====== RECORDS FOR THIS EXERCISE

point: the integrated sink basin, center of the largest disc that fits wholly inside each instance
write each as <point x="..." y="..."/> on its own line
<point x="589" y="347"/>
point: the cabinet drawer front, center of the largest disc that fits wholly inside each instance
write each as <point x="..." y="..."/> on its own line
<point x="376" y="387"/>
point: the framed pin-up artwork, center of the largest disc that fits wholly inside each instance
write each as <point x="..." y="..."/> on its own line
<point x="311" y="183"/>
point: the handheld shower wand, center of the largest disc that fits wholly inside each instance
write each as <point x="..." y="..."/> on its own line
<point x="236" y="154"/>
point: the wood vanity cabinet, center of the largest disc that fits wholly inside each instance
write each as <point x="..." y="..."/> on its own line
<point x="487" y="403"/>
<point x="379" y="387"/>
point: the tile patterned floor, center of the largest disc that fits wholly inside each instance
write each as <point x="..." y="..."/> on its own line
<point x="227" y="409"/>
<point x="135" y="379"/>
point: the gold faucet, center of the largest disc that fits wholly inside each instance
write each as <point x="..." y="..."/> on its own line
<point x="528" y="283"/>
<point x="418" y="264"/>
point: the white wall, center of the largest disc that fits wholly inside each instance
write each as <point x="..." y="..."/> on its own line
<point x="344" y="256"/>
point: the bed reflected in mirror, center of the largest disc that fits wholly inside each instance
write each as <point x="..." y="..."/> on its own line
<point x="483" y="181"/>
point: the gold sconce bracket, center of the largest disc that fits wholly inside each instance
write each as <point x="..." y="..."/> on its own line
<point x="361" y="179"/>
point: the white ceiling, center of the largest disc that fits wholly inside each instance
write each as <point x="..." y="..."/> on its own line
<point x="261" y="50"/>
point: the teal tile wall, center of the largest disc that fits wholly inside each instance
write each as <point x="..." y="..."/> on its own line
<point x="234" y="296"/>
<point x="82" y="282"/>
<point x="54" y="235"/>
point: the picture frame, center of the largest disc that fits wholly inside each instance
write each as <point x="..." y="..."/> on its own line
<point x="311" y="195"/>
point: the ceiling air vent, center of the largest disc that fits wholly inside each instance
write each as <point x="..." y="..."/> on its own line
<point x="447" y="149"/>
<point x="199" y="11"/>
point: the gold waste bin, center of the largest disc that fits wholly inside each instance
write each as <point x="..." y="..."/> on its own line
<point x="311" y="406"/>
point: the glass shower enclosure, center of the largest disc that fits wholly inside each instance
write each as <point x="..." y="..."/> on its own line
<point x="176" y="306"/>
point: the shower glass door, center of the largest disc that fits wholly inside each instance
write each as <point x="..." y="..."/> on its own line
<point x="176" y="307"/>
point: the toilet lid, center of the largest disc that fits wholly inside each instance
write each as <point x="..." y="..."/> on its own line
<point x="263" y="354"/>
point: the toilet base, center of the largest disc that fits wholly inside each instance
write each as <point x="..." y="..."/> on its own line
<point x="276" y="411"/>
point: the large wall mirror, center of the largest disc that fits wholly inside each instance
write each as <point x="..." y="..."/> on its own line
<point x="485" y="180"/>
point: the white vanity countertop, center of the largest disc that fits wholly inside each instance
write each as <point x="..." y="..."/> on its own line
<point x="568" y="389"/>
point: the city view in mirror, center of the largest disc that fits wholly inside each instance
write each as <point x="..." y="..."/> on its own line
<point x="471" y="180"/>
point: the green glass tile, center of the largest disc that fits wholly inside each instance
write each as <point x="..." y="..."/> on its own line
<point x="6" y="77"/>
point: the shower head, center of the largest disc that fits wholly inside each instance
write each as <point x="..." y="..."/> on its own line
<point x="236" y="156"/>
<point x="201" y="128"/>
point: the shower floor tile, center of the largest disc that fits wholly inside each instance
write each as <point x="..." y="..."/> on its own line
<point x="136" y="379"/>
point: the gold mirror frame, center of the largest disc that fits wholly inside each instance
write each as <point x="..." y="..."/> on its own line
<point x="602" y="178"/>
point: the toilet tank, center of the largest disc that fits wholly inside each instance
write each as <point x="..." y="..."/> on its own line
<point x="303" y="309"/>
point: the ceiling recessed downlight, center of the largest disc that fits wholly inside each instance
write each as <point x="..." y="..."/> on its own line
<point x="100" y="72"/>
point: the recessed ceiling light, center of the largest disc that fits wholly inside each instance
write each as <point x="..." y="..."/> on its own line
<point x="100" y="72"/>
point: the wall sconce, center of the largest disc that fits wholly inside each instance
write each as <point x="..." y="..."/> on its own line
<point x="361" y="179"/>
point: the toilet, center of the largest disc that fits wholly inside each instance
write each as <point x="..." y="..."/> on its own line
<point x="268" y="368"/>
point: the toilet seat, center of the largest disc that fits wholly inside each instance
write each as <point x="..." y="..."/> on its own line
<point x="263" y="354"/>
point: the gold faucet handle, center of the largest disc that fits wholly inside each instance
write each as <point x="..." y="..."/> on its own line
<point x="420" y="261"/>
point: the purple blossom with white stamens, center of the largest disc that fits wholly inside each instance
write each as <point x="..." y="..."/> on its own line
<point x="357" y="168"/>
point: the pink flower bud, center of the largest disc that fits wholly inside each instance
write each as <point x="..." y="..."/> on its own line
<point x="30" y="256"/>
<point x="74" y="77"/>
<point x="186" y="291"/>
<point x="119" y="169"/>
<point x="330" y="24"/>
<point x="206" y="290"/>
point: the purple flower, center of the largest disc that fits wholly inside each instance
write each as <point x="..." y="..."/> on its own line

============

» TASK PROMPT: Set down every record above exactly as given.

» WRITTEN ANSWER:
point: the integrated sink basin, center of the largest disc that fits wholly inside each instance
write each as <point x="..." y="..."/> on its own line
<point x="589" y="347"/>
point: the cabinet drawer front, center of the largest disc that fits wholly inside each instance
write each as <point x="..." y="..."/> on its own line
<point x="376" y="387"/>
point: the framed pin-up artwork, center of the largest disc that fits wholly inside each instance
write each as <point x="..." y="..."/> on its own line
<point x="311" y="183"/>
point: the handheld shower wand, center of the largest disc that fits wholly inside each instance
write each as <point x="..." y="..."/> on its own line
<point x="236" y="154"/>
point: the wood vanity cabinet, center of the largest disc that fits wholly inside each instance
write each as <point x="..." y="..."/> on its own line
<point x="487" y="403"/>
<point x="379" y="387"/>
point: the tile patterned floor, center of the largest disc that fits wholly inside each instance
write each as <point x="..." y="..."/> on its own line
<point x="227" y="409"/>
<point x="135" y="379"/>
point: the gold faucet, center of the largest disc that fits wholly inside each instance
write each as <point x="..." y="..."/> on its own line
<point x="528" y="283"/>
<point x="418" y="264"/>
point: the white wall, center of the largest disc that fits wholly inside each instance
write each as <point x="..." y="..."/> on its own line
<point x="344" y="256"/>
point: the bed reflected in mirror, center of the largest disc that fits wholly inside each instance
write each as <point x="..." y="..."/> on its own line
<point x="483" y="181"/>
point: the gold sconce bracket, center of the largest disc that fits wholly inside each instance
write each as <point x="..." y="..."/> on its own line
<point x="361" y="179"/>
point: the white ceiling, center of the largest disc that fits wholly inside each instance
write each as <point x="..." y="..."/> on its own line
<point x="261" y="50"/>
point: the teal tile wall, center of the largest disc that fits wholly inside each instance
write each as <point x="..." y="..."/> on its own line
<point x="234" y="296"/>
<point x="82" y="282"/>
<point x="54" y="235"/>
point: the picture frame, center of the largest disc that fits wholly inside each instance
write each as <point x="..." y="..."/> on its own line
<point x="311" y="195"/>
point: the ceiling air vent, center of the largest disc that fits wholly inside each instance
write each as <point x="..." y="..."/> on its own line
<point x="447" y="149"/>
<point x="199" y="11"/>
point: the gold waste bin, center of the largest disc that fits wholly inside each instance
write each as <point x="..." y="..."/> on its own line
<point x="311" y="406"/>
point: the glass shower enclosure, center of the largest disc that fits wholly inside each instance
write each as <point x="..." y="..."/> on its own line
<point x="176" y="306"/>
point: the shower glass door, center of the largest disc that fits wholly inside each instance
write each as <point x="..." y="..."/> on its own line
<point x="176" y="307"/>
point: the toilet lid, center of the largest disc that fits wholly inside each instance
write each as <point x="..." y="..."/> on its own line
<point x="263" y="354"/>
point: the toilet base, center of the largest disc that fits wholly inside each instance
write each as <point x="..." y="..."/> on its own line
<point x="276" y="411"/>
point: the large wall mirror, center of the largest disc that fits wholly inside each instance
write each as <point x="..." y="..."/> on its own line
<point x="485" y="180"/>
point: the white vanity countertop, center of the largest disc that fits wholly inside each instance
write each as <point x="..." y="..."/> on its own line
<point x="568" y="389"/>
point: the city view in mirror, center of the largest disc that fits wholly inside each instance
write each as <point x="..." y="..."/> on its own line
<point x="471" y="180"/>
point: the green glass tile, center of the largest disc that fits wholly inside each instance
write each as <point x="..." y="..."/> on its own line
<point x="6" y="77"/>
point: the shower head, center of the largest disc that fits wholly inside each instance
write each as <point x="..." y="..."/> on its own line
<point x="236" y="156"/>
<point x="201" y="128"/>
point: the shower floor tile, center of the largest disc that fits wholly inside each instance
write each as <point x="..." y="..."/> on its own line
<point x="136" y="379"/>
point: the gold mirror frame, center of the largest disc that fits wholly inside each instance
write each as <point x="..." y="..."/> on its own line
<point x="602" y="178"/>
point: the toilet tank, center of the largest disc that fits wholly inside each instance
write each as <point x="..." y="..."/> on its own line
<point x="303" y="309"/>
point: the ceiling recessed downlight, center of the largest disc that fits wholly inside each instance
write each as <point x="..." y="..."/> on its own line
<point x="100" y="72"/>
point: the recessed ceiling light, center of the largest disc that fits wholly inside each instance
write each as <point x="..." y="..."/> on its own line
<point x="100" y="72"/>
point: the wall sconce, center of the largest disc that fits wholly inside each instance
write each as <point x="..." y="..."/> on its own line
<point x="361" y="179"/>
point: the toilet, center of the largest disc that fits wholly inside each instance
write each as <point x="..." y="..."/> on its own line
<point x="268" y="368"/>
point: the toilet seat, center of the largest disc that fits wholly inside each instance
write each as <point x="..." y="..."/> on its own line
<point x="263" y="354"/>
point: the gold faucet handle, center of the largest disc that fits wholly inside each instance
write each as <point x="..." y="..."/> on its own line
<point x="420" y="261"/>
point: the purple blossom with white stamens, center of the largest disc that fits wholly inside each instance
write each as <point x="..." y="..."/> on its own line
<point x="357" y="168"/>
point: the pink flower bud, center of the largest disc that fits wholly inside each instance
write each as <point x="..." y="..."/> on its own line
<point x="30" y="256"/>
<point x="74" y="77"/>
<point x="186" y="291"/>
<point x="119" y="169"/>
<point x="330" y="24"/>
<point x="206" y="290"/>
point: the purple flower, center of the largest disc that fits wholly inside each instance
write each as <point x="..." y="..."/> on its own line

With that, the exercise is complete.